Assignment ▸
Filter the records for lines holding the string "black".

Data listing ▸
++++++++++

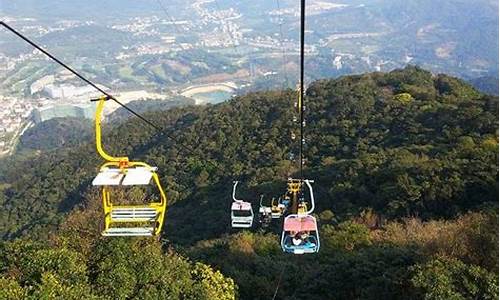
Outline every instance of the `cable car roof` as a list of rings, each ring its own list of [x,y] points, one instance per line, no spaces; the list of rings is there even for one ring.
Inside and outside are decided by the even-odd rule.
[[[153,172],[148,168],[135,167],[127,169],[124,174],[120,169],[104,168],[92,181],[92,185],[147,185]]]
[[[249,202],[233,202],[231,210],[252,210],[252,205]]]
[[[312,216],[286,218],[283,226],[284,231],[316,231],[316,219]]]

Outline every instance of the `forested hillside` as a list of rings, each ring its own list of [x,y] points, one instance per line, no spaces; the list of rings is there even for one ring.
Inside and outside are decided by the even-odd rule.
[[[229,228],[232,180],[255,208],[297,171],[294,98],[262,92],[146,114],[165,133],[134,118],[108,124],[109,152],[160,170],[170,205],[161,241],[99,237],[91,138],[5,159],[0,290],[270,299],[279,281],[278,299],[498,298],[497,97],[416,67],[312,83],[305,176],[315,180],[322,249],[309,257],[281,253],[279,226]]]
[[[79,118],[54,118],[26,130],[18,151],[69,148],[88,142],[93,134],[92,122]]]

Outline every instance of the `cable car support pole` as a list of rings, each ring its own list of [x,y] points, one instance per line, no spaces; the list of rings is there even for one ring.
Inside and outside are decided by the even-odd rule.
[[[306,23],[306,0],[300,1],[300,83],[299,83],[299,113],[300,113],[300,179],[304,180],[304,35]]]

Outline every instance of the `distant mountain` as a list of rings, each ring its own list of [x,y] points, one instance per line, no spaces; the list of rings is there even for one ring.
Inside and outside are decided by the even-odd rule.
[[[498,78],[484,76],[470,80],[470,83],[483,93],[498,96]]]

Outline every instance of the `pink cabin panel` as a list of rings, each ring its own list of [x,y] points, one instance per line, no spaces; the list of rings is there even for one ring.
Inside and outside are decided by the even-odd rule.
[[[285,231],[316,231],[316,220],[314,217],[298,217],[298,218],[288,218],[285,219],[285,225],[283,226]]]
[[[252,205],[248,202],[233,202],[231,210],[252,210]]]

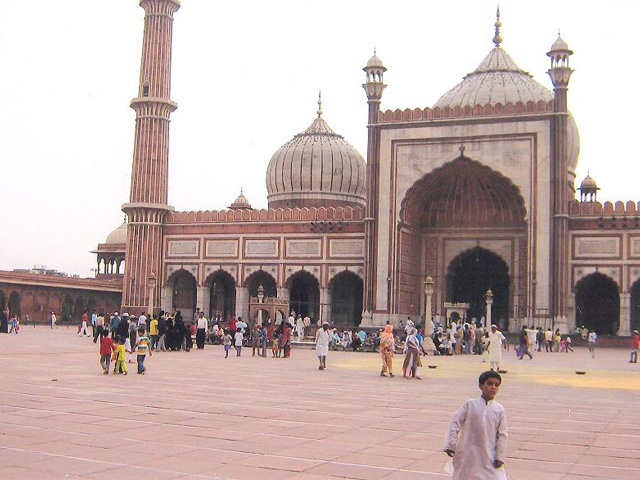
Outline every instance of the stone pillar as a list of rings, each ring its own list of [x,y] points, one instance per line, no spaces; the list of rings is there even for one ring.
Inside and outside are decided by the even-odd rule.
[[[576,329],[576,294],[571,292],[567,299],[567,329],[572,333]]]
[[[278,288],[276,295],[278,295],[278,298],[282,298],[283,300],[289,300],[291,298],[289,295],[289,287]]]
[[[488,290],[485,295],[485,302],[487,302],[487,328],[491,328],[491,305],[493,304],[493,293]]]
[[[247,287],[236,287],[236,318],[242,317],[244,320],[249,318],[249,289]]]
[[[433,335],[433,322],[431,320],[431,298],[434,291],[433,278],[427,277],[424,282],[425,307],[424,307],[424,340],[422,350],[435,354],[436,346],[431,336]]]
[[[324,322],[331,323],[331,290],[328,288],[320,289],[320,325]]]
[[[620,327],[618,335],[628,337],[631,335],[631,294],[620,294]]]
[[[196,289],[196,307],[200,309],[201,312],[204,312],[204,316],[209,318],[209,303],[211,300],[211,288],[207,287],[198,287]]]
[[[173,287],[170,285],[167,287],[162,287],[160,309],[164,310],[165,312],[170,312],[173,310]]]

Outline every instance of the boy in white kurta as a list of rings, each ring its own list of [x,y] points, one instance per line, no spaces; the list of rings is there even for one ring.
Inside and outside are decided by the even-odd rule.
[[[331,334],[329,333],[329,324],[324,322],[322,328],[319,328],[316,332],[316,355],[320,361],[319,370],[327,368],[327,355],[329,354],[330,341]]]
[[[482,396],[456,412],[444,441],[453,457],[454,480],[506,480],[507,415],[495,401],[502,378],[488,371],[478,379]]]
[[[500,370],[504,340],[504,335],[498,330],[498,327],[491,325],[491,332],[489,332],[489,366],[491,370]]]

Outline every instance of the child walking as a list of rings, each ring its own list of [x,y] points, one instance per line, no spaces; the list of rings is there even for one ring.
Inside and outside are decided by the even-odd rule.
[[[470,478],[506,480],[507,414],[495,401],[502,377],[493,370],[478,379],[480,398],[469,400],[456,412],[444,440],[453,457],[454,480]]]
[[[138,374],[144,375],[147,371],[146,367],[144,366],[144,359],[147,356],[147,352],[149,352],[149,356],[152,355],[151,349],[149,348],[149,338],[144,334],[144,327],[140,327],[138,329],[136,352],[138,353]]]
[[[118,338],[115,342],[115,346],[116,348],[113,351],[113,360],[115,360],[116,365],[113,368],[113,373],[126,375],[127,362],[125,361],[126,350],[124,348],[124,340],[122,338]]]
[[[231,350],[232,340],[233,339],[231,338],[231,334],[229,333],[229,330],[225,330],[224,337],[222,337],[222,344],[224,345],[224,358],[227,358],[229,356],[229,350]]]
[[[113,340],[109,337],[109,329],[104,328],[100,334],[100,365],[105,375],[109,375],[109,363],[115,348]]]
[[[234,345],[236,347],[236,352],[237,352],[236,357],[239,357],[240,353],[242,352],[242,342],[244,341],[244,333],[242,333],[241,328],[238,329],[236,334],[233,336],[233,339],[234,339]]]

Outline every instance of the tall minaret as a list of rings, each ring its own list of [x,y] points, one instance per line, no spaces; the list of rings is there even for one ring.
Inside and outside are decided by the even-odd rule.
[[[367,103],[369,104],[368,129],[369,138],[367,142],[367,209],[365,218],[365,258],[364,258],[364,298],[362,324],[372,325],[373,314],[376,310],[376,218],[378,206],[378,176],[380,175],[380,127],[378,126],[378,115],[380,113],[380,101],[382,92],[386,85],[383,82],[384,72],[387,71],[382,64],[382,60],[373,51],[373,57],[369,59],[366,67],[363,68],[367,74],[365,83],[362,85],[367,93]],[[388,290],[388,289],[387,289]],[[388,295],[388,291],[385,295]],[[373,323],[372,323],[373,322]]]
[[[170,100],[173,14],[179,0],[142,0],[144,36],[140,88],[131,101],[136,133],[127,214],[127,256],[122,309],[141,313],[159,304],[162,278],[162,224],[167,205],[169,116],[178,106]]]
[[[551,58],[548,74],[553,83],[553,120],[551,127],[553,159],[551,167],[553,185],[552,223],[552,315],[556,322],[567,318],[569,296],[569,200],[573,197],[567,180],[569,109],[567,90],[573,70],[569,57],[573,54],[558,33],[547,56]]]

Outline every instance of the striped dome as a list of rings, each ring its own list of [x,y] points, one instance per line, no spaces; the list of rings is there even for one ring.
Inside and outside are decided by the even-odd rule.
[[[270,208],[365,204],[365,161],[321,113],[271,157]]]
[[[445,93],[434,107],[466,107],[553,100],[553,93],[520,69],[500,47],[495,47],[478,68]]]

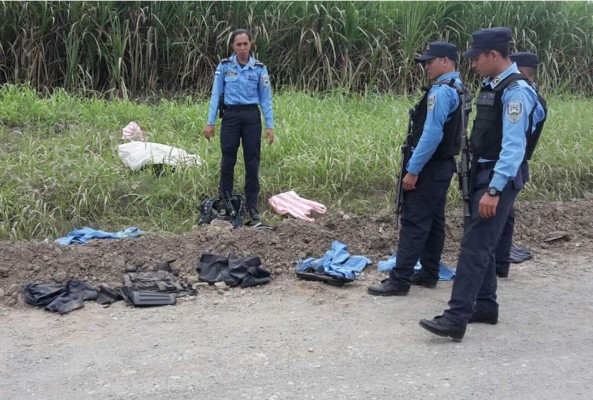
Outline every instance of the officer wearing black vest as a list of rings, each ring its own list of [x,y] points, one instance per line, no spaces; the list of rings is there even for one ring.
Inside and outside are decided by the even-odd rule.
[[[537,85],[535,83],[535,75],[537,73],[537,65],[539,64],[539,58],[537,54],[528,51],[513,53],[509,56],[512,62],[517,64],[519,71],[527,78],[531,87],[537,92]],[[525,160],[521,163],[521,175],[523,182],[526,183],[529,180],[529,164],[528,160],[531,159],[535,146],[539,140],[539,137],[544,128],[544,122],[546,121],[547,106],[546,101],[543,97],[537,93],[538,102],[542,108],[536,107],[533,112],[532,122],[534,125],[533,131],[527,135],[527,154]],[[511,209],[507,223],[502,231],[502,237],[496,248],[496,275],[499,278],[506,278],[509,276],[509,269],[511,265],[511,247],[513,245],[513,231],[515,229],[515,210]]]
[[[520,165],[530,115],[541,108],[535,90],[509,59],[510,41],[508,28],[481,29],[464,53],[485,78],[471,135],[471,216],[464,221],[449,309],[420,321],[428,331],[455,340],[463,338],[468,322],[498,322],[495,250],[523,188]]]
[[[389,278],[369,286],[376,296],[404,296],[411,284],[434,288],[445,243],[447,189],[456,171],[454,156],[460,150],[463,86],[457,66],[457,48],[431,42],[416,62],[433,81],[416,105],[412,125],[412,156],[402,181],[405,204],[395,268]],[[467,121],[467,115],[464,119]],[[414,274],[420,259],[422,270]]]

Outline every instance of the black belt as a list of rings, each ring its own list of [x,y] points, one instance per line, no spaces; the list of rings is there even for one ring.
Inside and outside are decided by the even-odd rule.
[[[478,163],[478,171],[482,171],[484,169],[492,169],[496,165],[496,161],[488,161],[488,162],[479,162]]]
[[[257,110],[257,104],[225,104],[223,110],[228,111],[246,111]]]

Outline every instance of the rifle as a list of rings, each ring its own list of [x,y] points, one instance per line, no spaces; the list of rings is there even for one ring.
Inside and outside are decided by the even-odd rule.
[[[469,199],[471,145],[467,137],[467,115],[471,112],[472,108],[471,95],[468,93],[460,94],[459,101],[461,102],[459,105],[461,108],[461,157],[457,168],[457,179],[459,180],[459,190],[461,190],[461,198],[463,200],[463,216],[471,217]],[[466,110],[469,111],[466,112]]]
[[[224,93],[218,98],[218,118],[222,118],[224,114]]]
[[[410,160],[412,155],[412,126],[414,118],[414,109],[410,108],[409,119],[408,119],[408,132],[406,139],[401,146],[402,156],[400,160],[399,176],[397,179],[397,189],[395,191],[395,228],[399,226],[399,215],[402,212],[402,206],[404,205],[404,190],[402,183],[406,174],[406,164]]]

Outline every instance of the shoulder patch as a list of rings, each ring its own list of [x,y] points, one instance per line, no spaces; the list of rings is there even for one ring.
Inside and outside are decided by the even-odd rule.
[[[430,96],[428,96],[428,102],[427,102],[428,111],[432,111],[436,102],[437,102],[436,94],[431,94]]]
[[[228,58],[223,58],[222,60],[220,60],[221,64],[226,64],[226,63],[230,63],[231,60],[229,60]]]
[[[523,115],[523,103],[519,100],[511,100],[507,104],[505,115],[513,123],[519,121]]]
[[[270,86],[270,77],[268,75],[262,75],[261,81],[264,84],[264,86],[266,86],[266,87]]]
[[[264,63],[256,61],[253,65],[255,65],[256,67],[265,67]]]

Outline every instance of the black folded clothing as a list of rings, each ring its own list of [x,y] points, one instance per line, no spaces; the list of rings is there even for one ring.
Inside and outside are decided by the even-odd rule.
[[[85,300],[95,300],[98,292],[85,282],[71,279],[65,284],[28,284],[22,295],[28,304],[63,315],[83,307]]]
[[[204,253],[196,267],[202,282],[214,284],[224,282],[229,286],[242,288],[269,283],[270,271],[261,266],[259,257],[241,258],[233,254],[221,256]]]
[[[354,279],[348,279],[343,276],[333,276],[320,274],[317,272],[296,272],[297,277],[306,281],[319,281],[333,286],[344,286],[346,283],[354,282]]]

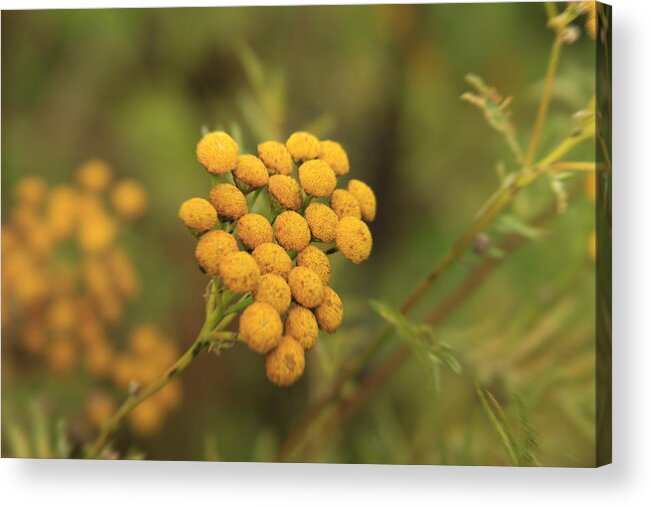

++++++++++

Exercise output ▸
Outline every instance of the officer wearing black vest as a list of rings, each ring its own list of [x,y] points, one instance per line, no spaces; the list of rings is there even for one ring.
Outline every instance of the black belt as a list of rings, each ring its own list of [x,y] points, one instance per line, no spaces; the list of rings is there even for one ring.
Outline every instance of the black folded clothing as a list of rings, each ring its own list of [x,y] points, one instance per line, no spaces; the list of rings is there even for one ring.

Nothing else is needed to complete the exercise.